● **Gösterilen metin**
- - - - - - -

Maalesef lubunya intiharlarının ardından da benzer bir yas süreci varmış gibi yapıyoruz ve transfobi-homofobi arkadaşlarımızı bizden çalmaya devam ediyor. Dönüştüren ya da güçlendiren yas müdahale edendir… Bu sorunlara karşı kendi aramızda gerçek anlamda değer ilişkilenmelerini kurmadığımız için radikal ve müdahale eden bir yas süreci de inşa edemiyoruz. Bu noktada patriyarkal yalnızlaştırmanın kendisine dair herkesin sorumluluğu olduğunu hatırlatmak isterim. Kimsenin ne devletten ne de toplumdan bir beklentisi yok zaten. Bizler kendi çeperlerimizdeki yalnızlık, çaresizlik, eksiklik duygularıyla intihar çukuruna sürükleniyoruz.
Bütün hayatım, yukarıda açmaya çalıştığım gibi, hiçbir şeyi değiştirmeyen yas görünümlü melankolik süreçlerle geçti. Ben de bu ülkedeki sürekli mesaiye kalan, bu sayede yas fabrikasını ayakta tutan emekçilerden biri olup çıktım. Beni bu yazıyı yazmaya getiren süreçte de şu soruyu sıklıkla sordum kendime: Peki, bunun bir alternatifi ya da bir çıkışı var mı? Bu da başka bir soruyu getirdi peşinden ve o soru da devrimci yas inşasına dair bir tartışmanın kapısını araladı zihnimde.

- - - - - - -

[Nokta işaretleme kümesinden kayıtlar]
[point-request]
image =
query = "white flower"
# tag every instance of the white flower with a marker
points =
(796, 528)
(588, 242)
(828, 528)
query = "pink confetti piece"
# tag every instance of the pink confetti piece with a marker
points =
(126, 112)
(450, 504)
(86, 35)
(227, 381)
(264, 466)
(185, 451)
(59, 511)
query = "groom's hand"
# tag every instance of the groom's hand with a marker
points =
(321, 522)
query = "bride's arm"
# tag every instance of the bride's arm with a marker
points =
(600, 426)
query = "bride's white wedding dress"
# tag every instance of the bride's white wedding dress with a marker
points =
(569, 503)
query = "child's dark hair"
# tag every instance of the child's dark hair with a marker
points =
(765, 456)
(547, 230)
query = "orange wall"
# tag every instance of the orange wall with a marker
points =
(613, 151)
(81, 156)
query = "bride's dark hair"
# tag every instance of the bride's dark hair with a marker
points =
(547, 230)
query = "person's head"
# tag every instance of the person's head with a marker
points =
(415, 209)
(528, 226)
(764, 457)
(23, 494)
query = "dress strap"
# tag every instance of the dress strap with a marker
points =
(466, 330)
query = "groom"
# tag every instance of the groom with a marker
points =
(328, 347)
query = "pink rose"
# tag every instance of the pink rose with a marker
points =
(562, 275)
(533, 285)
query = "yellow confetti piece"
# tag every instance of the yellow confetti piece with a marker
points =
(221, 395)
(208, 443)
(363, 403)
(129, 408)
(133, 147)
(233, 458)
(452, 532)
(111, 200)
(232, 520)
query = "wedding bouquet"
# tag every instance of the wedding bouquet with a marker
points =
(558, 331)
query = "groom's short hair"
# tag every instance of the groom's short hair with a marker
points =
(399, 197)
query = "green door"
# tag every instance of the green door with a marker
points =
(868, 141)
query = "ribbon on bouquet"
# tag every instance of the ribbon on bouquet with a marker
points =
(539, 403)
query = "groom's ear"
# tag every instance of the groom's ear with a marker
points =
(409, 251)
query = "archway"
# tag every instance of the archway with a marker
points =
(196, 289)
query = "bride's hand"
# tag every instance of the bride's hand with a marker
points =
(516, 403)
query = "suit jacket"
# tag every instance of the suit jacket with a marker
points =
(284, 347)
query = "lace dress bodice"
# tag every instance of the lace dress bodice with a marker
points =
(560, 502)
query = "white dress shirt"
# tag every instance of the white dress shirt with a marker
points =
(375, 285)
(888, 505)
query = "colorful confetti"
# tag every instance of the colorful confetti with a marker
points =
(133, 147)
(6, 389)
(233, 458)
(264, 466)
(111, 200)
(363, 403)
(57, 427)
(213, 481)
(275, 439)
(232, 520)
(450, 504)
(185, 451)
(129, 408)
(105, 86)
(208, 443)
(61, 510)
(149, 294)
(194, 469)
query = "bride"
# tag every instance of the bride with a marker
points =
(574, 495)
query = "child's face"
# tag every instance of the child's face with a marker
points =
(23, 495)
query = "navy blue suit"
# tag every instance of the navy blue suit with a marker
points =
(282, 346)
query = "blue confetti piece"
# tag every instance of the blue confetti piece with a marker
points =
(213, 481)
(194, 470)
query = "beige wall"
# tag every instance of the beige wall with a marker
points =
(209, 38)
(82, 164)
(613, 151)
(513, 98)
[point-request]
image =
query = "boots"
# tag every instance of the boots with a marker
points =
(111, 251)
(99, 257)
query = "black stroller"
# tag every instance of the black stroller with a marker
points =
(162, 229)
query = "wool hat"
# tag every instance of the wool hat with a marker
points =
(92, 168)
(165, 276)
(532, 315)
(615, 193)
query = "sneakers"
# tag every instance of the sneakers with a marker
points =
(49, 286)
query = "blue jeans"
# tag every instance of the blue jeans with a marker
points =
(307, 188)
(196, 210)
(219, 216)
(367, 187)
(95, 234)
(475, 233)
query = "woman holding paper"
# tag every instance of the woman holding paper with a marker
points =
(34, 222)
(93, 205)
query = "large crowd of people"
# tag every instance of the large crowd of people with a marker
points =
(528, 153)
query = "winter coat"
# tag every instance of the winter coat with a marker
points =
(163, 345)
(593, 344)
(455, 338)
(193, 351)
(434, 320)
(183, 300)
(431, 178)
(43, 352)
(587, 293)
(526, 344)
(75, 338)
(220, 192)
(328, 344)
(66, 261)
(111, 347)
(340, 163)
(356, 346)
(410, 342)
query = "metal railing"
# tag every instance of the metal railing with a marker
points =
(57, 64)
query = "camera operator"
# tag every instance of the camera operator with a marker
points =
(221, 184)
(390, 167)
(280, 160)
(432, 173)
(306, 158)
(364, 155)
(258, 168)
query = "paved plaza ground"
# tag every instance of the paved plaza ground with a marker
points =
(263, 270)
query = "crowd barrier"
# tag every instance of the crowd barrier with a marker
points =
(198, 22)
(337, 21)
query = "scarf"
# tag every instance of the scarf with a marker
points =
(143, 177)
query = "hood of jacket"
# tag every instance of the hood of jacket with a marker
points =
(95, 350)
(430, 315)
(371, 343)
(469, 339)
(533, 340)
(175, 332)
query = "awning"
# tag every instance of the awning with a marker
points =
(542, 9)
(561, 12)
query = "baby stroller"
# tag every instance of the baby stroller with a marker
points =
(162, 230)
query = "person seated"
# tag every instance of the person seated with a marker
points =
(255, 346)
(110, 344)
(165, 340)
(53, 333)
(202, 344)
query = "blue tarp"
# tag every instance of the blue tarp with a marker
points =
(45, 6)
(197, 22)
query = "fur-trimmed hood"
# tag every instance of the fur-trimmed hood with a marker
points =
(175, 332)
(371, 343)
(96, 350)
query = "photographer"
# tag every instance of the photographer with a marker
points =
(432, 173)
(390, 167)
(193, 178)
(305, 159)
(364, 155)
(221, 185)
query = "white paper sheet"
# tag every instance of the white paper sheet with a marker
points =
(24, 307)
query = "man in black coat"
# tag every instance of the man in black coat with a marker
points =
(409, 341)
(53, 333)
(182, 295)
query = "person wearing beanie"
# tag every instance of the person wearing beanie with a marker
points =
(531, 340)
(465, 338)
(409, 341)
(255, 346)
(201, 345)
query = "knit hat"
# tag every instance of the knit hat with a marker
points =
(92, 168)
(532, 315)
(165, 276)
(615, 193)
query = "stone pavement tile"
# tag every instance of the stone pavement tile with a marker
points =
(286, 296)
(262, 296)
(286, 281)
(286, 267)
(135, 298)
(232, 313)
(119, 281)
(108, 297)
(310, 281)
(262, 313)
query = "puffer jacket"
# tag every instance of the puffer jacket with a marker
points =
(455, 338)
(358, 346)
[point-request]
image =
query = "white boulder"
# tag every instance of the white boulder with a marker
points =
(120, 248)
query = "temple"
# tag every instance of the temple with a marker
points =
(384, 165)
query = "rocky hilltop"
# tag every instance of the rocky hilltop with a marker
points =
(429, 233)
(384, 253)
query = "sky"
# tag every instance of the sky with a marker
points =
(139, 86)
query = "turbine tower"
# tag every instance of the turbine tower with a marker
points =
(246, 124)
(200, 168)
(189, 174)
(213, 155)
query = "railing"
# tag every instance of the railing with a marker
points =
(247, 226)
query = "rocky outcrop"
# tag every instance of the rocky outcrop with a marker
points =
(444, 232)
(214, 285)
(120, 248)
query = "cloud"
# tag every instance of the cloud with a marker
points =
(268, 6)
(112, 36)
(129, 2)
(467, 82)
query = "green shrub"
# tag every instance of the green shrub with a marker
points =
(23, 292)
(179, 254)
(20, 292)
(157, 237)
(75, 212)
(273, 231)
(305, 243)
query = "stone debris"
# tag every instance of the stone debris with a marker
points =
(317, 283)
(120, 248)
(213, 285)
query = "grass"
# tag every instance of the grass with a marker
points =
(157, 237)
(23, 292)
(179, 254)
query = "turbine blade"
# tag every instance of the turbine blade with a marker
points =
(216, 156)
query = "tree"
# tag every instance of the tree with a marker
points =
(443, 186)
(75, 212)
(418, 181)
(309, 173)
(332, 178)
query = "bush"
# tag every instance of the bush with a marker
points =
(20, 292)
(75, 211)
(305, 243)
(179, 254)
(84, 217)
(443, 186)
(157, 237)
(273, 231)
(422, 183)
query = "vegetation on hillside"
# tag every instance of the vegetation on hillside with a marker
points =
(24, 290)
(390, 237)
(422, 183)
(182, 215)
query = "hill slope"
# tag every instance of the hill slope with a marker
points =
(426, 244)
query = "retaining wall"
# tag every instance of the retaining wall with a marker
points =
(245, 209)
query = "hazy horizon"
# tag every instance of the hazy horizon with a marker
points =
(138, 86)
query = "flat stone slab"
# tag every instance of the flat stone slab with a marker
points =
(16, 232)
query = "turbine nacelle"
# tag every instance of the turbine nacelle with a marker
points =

- - - - - - -

● **Verilen görev**
Yukarıdaki yas ve lubunya intiharları üzerine metni baştan sona, kelimesi kelimesine aynen aktarın.

● **Yanıt**
Maalesef lubunya intiharlarının ardından da benzer bir yas süreci varmış gibi yapıyoruz ve transfobi-homofobi arkadaşlarımızı bizden çalmaya devam ediyor. Dönüştüren ya da güçlendiren yas müdahale edendir… Bu sorunlara karşı kendi aramızda gerçek anlamda değer ilişkilenmelerini kurmadığımız için radikal ve müdahale eden bir yas süreci de inşa edemiyoruz. Bu noktada patriyarkal yalnızlaştırmanın kendisine dair herkesin sorumluluğu olduğunu hatırlatmak isterim. Kimsenin ne devletten ne de toplumdan bir beklentisi yok zaten. Bizler kendi çeperlerimizdeki yalnızlık, çaresizlik, eksiklik duygularıyla intihar çukuruna sürükleniyoruz.
Bütün hayatım, yukarıda açmaya çalıştığım gibi, hiçbir şeyi değiştirmeyen yas görünümlü melankolik süreçlerle geçti. Ben de bu ülkedeki sürekli mesaiye kalan, bu sayede yas fabrikasını ayakta tutan emekçilerden biri olup çıktım. Beni bu yazıyı yazmaya getiren süreçte de şu soruyu sıklıkla sordum kendime: Peki, bunun bir alternatifi ya da bir çıkışı var mı? Bu da başka bir soruyu getirdi peşinden ve o soru da devrimci yas inşasına dair bir tartışmanın kapısını araladı zihnimde.